• [Dataset records]
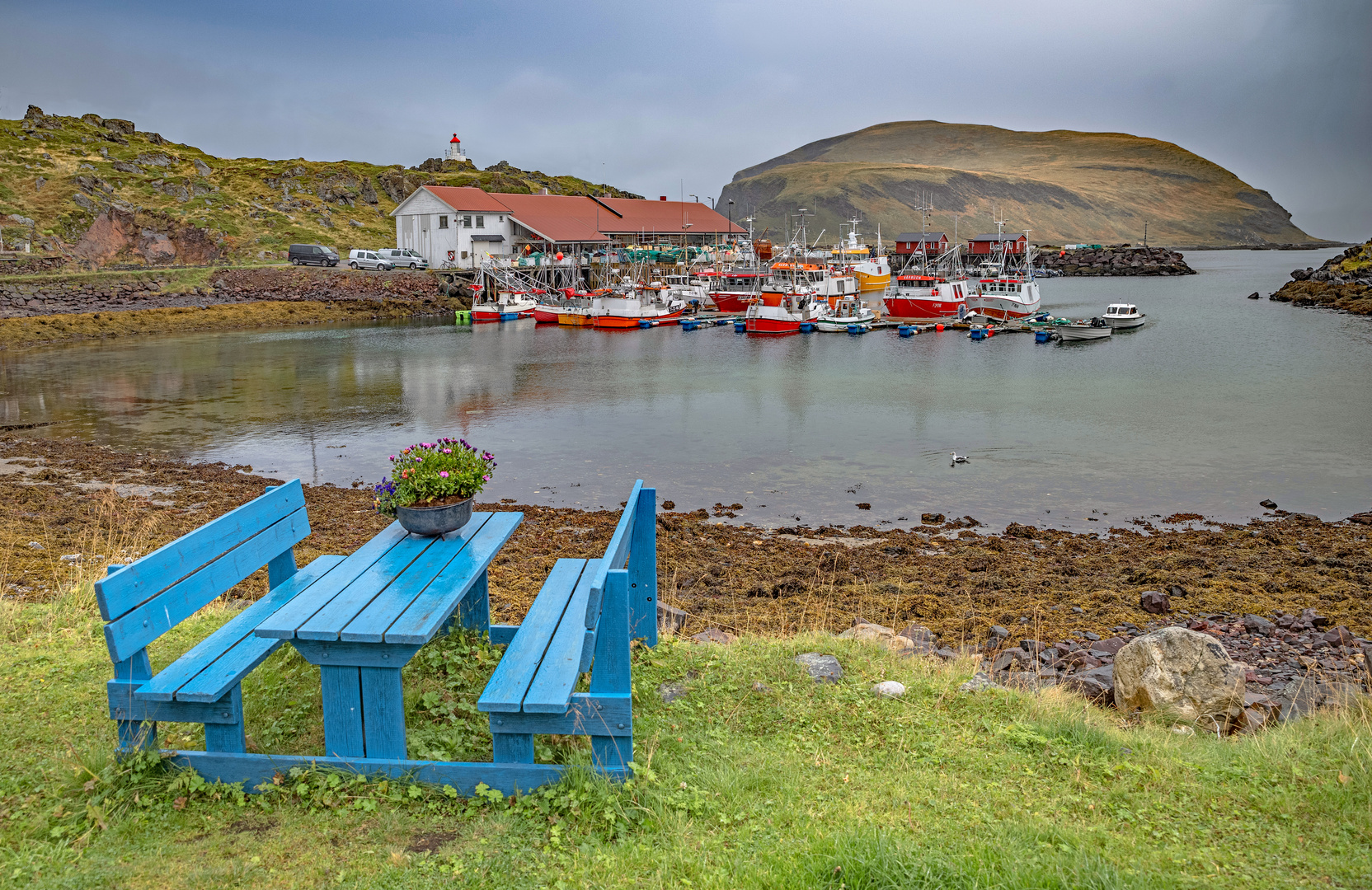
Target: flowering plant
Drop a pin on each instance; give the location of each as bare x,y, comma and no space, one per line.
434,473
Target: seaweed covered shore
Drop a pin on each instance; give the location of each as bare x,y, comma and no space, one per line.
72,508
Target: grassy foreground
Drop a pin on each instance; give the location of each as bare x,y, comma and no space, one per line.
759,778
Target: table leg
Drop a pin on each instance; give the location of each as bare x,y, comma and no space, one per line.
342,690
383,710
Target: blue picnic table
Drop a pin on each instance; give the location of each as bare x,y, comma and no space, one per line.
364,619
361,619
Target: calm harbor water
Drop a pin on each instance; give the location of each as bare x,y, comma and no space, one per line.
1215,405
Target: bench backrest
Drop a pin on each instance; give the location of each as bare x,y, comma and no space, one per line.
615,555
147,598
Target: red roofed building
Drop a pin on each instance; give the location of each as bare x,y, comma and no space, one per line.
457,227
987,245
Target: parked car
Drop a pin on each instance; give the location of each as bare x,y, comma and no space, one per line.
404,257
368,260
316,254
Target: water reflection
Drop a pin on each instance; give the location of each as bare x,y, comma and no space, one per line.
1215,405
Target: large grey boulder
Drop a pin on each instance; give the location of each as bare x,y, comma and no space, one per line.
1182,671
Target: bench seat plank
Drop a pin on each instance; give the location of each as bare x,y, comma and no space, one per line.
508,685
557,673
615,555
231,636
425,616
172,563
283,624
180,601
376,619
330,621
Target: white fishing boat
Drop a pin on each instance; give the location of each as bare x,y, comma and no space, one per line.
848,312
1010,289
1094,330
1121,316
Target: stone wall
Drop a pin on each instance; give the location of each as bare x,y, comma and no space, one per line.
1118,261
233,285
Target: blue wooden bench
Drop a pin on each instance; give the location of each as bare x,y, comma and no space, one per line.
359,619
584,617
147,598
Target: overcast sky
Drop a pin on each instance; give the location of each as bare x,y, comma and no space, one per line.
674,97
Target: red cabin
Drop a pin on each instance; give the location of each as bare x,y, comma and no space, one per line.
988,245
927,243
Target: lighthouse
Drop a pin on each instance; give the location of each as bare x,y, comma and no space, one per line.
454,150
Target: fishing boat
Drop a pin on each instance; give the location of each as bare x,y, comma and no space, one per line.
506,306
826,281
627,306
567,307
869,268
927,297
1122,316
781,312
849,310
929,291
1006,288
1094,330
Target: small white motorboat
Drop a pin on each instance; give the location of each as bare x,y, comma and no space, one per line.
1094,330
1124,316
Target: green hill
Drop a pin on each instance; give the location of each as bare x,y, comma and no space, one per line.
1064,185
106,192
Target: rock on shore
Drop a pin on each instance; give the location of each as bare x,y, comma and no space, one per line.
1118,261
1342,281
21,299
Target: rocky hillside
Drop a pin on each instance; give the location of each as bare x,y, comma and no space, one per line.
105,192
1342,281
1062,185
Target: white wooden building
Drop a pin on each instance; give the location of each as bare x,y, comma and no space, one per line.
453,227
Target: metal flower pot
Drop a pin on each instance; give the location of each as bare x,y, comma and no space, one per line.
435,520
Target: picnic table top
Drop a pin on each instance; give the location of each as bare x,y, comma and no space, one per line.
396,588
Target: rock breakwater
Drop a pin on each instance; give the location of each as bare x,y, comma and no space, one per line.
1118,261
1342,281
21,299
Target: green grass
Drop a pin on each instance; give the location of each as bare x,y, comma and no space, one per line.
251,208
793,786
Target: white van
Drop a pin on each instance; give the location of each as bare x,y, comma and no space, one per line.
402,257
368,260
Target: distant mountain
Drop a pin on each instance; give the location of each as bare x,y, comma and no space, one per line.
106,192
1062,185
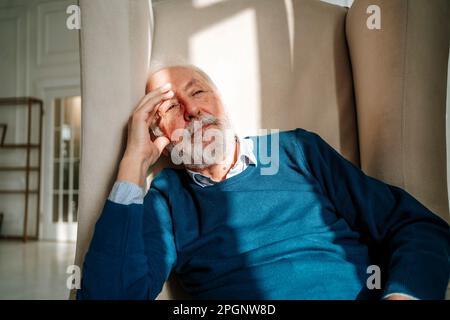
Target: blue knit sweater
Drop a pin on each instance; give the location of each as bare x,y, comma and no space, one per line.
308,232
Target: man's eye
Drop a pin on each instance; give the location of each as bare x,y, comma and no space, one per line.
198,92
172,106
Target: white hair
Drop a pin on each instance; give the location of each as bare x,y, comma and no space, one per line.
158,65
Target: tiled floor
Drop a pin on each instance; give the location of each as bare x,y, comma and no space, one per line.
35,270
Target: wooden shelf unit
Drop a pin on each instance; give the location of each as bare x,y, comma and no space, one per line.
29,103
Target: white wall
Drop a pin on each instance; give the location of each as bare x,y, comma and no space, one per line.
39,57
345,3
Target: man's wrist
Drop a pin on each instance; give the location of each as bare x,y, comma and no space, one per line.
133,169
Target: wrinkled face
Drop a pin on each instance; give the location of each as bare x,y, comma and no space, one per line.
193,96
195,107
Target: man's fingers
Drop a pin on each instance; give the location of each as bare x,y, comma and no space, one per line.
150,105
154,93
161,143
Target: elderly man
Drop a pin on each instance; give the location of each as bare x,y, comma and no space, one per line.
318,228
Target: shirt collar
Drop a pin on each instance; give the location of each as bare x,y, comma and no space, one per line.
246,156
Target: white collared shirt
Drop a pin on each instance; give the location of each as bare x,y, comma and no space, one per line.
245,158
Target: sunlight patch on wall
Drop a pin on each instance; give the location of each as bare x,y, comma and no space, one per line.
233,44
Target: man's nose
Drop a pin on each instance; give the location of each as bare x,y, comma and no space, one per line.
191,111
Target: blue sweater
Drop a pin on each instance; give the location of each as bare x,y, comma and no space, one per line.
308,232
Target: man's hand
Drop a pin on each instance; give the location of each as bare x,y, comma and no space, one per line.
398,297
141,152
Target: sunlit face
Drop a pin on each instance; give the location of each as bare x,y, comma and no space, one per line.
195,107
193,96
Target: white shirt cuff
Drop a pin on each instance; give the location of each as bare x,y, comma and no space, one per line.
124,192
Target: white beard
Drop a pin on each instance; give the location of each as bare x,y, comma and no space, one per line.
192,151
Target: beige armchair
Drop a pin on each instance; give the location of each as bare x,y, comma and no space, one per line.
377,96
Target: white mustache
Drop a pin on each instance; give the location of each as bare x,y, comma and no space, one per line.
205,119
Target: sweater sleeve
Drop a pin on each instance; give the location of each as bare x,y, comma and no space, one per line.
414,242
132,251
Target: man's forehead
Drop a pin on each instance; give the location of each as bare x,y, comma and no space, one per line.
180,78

• [Task prompt]
Make an exact copy of the listing above, omitting the pictures.

• [Answer section]
Target: flowering plant
Drop a pin on each instance; give the location of each as bare x,y, comma and no space, one per line.
434,473
Target: seaweed covered shore
Drop a pin on each instance; give the location of each as bare x,y, comma and no space, one per line.
72,508
Target: grassy foreground
Drop a pin on each instance; give the location of each as bare x,y, comma and no space, one per line.
759,778
Target: table leg
Drop a pin on each instance; give the location of each as bare x,y, comma and no space, one per line.
342,690
383,710
Target: blue picnic table
Drop a pin on each instance; give the location of each as bare x,y, comma and no space, one per line.
364,619
361,619
Target: calm harbor water
Drop a pin on each instance; give the location of each as bare x,y, comma and no space, one per line.
1215,405
Target: bench backrest
Drop a pin on each instance; give the location of each as bare x,y, comma and no space, one per line.
615,555
147,598
Target: red roofed building
Drop a pin on each instance; give the location of each as bare x,y, comma and no space, one per line.
457,227
987,245
Target: parked car
Drop a pin on each instance; give the location of each as bare x,y, comma and no space, one per line.
404,257
368,260
316,254
Target: water reflection
Drop a pin on each instance; give the location of each as bare x,y, comma and no space, one per line.
1215,405
Target: large grey boulder
Drop a pin on each instance; give the location of each as bare x,y, comma and no space, one per line.
1182,671
Target: bench seat plank
Drop a pin on each instance; give the location of each as bare x,y, comma and no space, one per line.
508,685
557,673
615,555
231,636
425,616
172,563
283,624
180,601
376,619
330,621
Target: white fishing boat
Drop a pin on each instance; give the location of each as bare x,y, comma and no space, one per line.
848,312
1010,289
1094,330
1121,316
Target: stone wall
Drop a pin on each instance; give the location of each as bare x,y, comma and no space, one per line.
1118,261
233,285
Target: blue wooden bench
Drop a pin on each instance; give the location of each as bare x,y, comma and no space, one per line.
359,619
584,617
147,598
Target: overcast sky
Drop a pin on each instance; give the location of each as bare x,y, comma and no space, one per line.
674,97
Target: red cabin
Drop a pin on each instance; give the location of each as bare x,y, comma and no space, one per line.
988,245
927,243
Target: lighthouse
Drop a pin on each instance; give the location of each as bare x,y, comma and no space, one per line.
454,150
Target: fishing boat
Drop a pin on each instance; give the location of each as bare x,y, comma and no space, one per line.
506,306
826,281
627,306
567,307
869,268
927,297
1122,316
781,312
849,310
929,291
1006,288
1094,330
Target: small white motorboat
Drop a pin on each instance; give the location of each as bare x,y, comma and no space, one per line.
1094,330
1124,316
Target: green hill
Drop a pin on each instance; give the location of each as bare x,y, comma and no space, one per line.
1064,185
106,192
Target: rock on shore
Drop a pin on each instance; give the location of each as bare x,y, comma and no space, one per line.
1118,261
1342,281
21,299
Target: rocky hillside
Drop a pin on each instance; give the location of each as bare x,y, comma and no space, one per line.
105,192
1342,281
1062,185
Target: white wooden building
Drop a pin on each instance; give the location of each as bare x,y, comma and no space, one per line.
453,227
Target: metal flower pot
Drop a pin on each instance; give the location of each as bare x,y, comma and no space, one per line.
435,520
Target: picnic table top
Drop a pin on each instance; give the location of each as bare x,y, comma and no space, one per line.
396,588
Target: rock breakwater
Drop a pin on each instance; give the location of each as bare x,y, comma and no space, one per line.
1118,261
1342,281
21,299
Target: green grass
Drop a pin on each instance; give the location of each as bare x,y, comma and no space, one per line.
251,208
793,786
Target: white van
Drop a pin on each instance; give the location of each as bare x,y, comma and no space, one per line.
402,257
368,260
Target: distant mountain
Drop a pin on each instance; give the location of each as bare x,y, comma and no space, one per line.
106,192
1062,185
Target: blue knit sweater
Drop a pin on each instance; give the location of each as bare x,y, comma and no space, one per line.
308,232
Target: man's eye
Drop a pin on each instance; give the location of each as bare x,y, comma and no space, one per line.
198,92
172,106
Target: white hair
Drop a pin on each instance; give the location of each as bare x,y, comma and no space, one per line.
158,65
Target: tiled floor
Drop a pin on each instance; give the location of each as bare x,y, comma and no space, one per line.
35,270
Target: wooden shelf unit
Drop a pin on each instance; give the location of each as bare x,y, comma and no space, one per line.
29,103
Target: white wall
Drop a pin on each instance; give the location of each as bare x,y, comma and no space, one per line.
39,57
345,3
Target: man's wrist
Drop a pin on each instance; give the location of each as bare x,y, comma and no space, one per line.
133,169
Target: wrinkled face
Drop a pin on each instance; give the location of each as bare x,y, comma and no space, one per line.
193,96
195,107
Target: man's fingers
Drop a pin on each instance; give the location of each as bare x,y, comma and no space, one per line.
150,105
154,93
161,143
Target: elderly man
Drop a pin on each instance; give the location of each as bare x,y, comma and no space, one per line.
318,228
Target: shirt collar
Drop a pin on each instance; give the location of each as bare x,y, comma and no space, one per line.
246,156
Target: white collared shirt
Drop a pin on each instance; give the location of each as bare x,y, comma and no space, one per line.
245,158
Target: sunlight patch on wall
Drop a pin on each instance; give the location of each as bare x,y, comma and no space, one per line.
233,44
Target: man's nose
Drop a pin on each instance; give the location of each as bare x,y, comma and no space, one per line.
191,111
Target: blue sweater
Drop a pin on each instance; give the location of each as bare x,y, comma and no space, one per line.
308,232
Target: man's hand
Drop a pin on each instance; give the location of each as bare x,y, comma and no space, one per line.
398,297
141,152
Target: sunlit face
Drop a pin on each instance; give the location of each as bare x,y, comma and no space, one per line.
195,107
193,96
Target: white shirt cuff
Drop a pin on each instance; give the location of each as bare x,y, comma and no space, one per line.
124,192
Target: white beard
Drop a pin on each instance; give the location of each as bare x,y, comma and no space, one per line.
192,151
Target: beige armchair
Drop a pin on each instance; give the location of each as bare x,y, comma and no space, one per line.
377,96
Target: white mustache
Drop a pin on each instance; give the location of each as bare x,y, comma and no space, one per line.
205,119
Target: sweater sleeve
Drop a pin on each instance; give the location of each as bare x,y, comma and no space, one per line.
414,242
132,251
Target: man's forehead
Drop a pin on each instance; give the location of each as bare x,y, comma and no space, one per line.
180,78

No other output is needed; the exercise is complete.